*Text provided*
I’m just going to stop talking about the Lohan battle of the written word after today, because they have definitely entered Gosselin territory. Michael Lohan released random, recorded phone call tapes to Radar Online and RO has deftly crafted a major “Exclusive Breaking News” type of story out of them. Every. Day.
If you’ve been smart enough to avoid all the updates, let me get you up to speed. Michael wants Linds in rehab. Linds doesn’t want to go. Dina tried to get Linds to go. Linds punched Dina in the face. Michael thinks that cocaine God is punishing Linds, stripping her of her career, as retribution for all the lies she tells. Lies that include Linds’ Twitter account of all the gory details of her parent’s marriage. All of America doesn’t give a crapness about any of it and is actually craving a Gosselin brawl right about now.

*Excerpted data*
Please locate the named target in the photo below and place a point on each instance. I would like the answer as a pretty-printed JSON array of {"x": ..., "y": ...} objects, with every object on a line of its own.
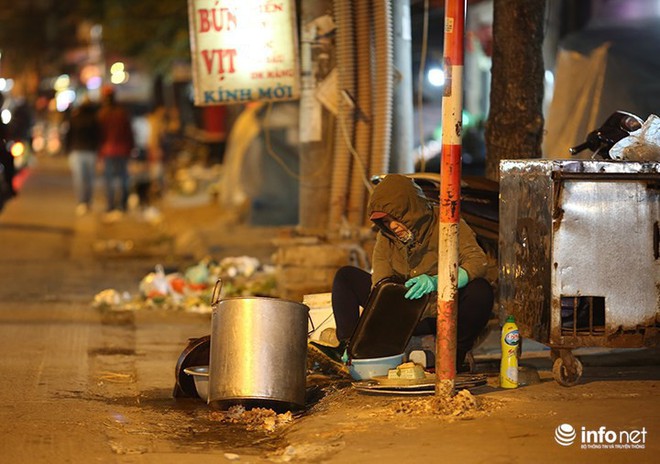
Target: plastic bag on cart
[{"x": 641, "y": 145}]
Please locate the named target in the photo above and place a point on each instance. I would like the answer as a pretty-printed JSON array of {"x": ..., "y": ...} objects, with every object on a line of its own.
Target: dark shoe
[{"x": 328, "y": 358}]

*Required work*
Answer these questions from the gossip post about the Lohans:
1. To which outlet did Michael Lohan release the recorded phone call tapes?
2. Who tried to get Linds to go to rehab?
3. What did Linds do to that person?
The entries are separate material, unrelated to the gossip post about the Lohans.

*Solution to this exercise*
1. Radar Online
2. Dina
3. Punched her in the face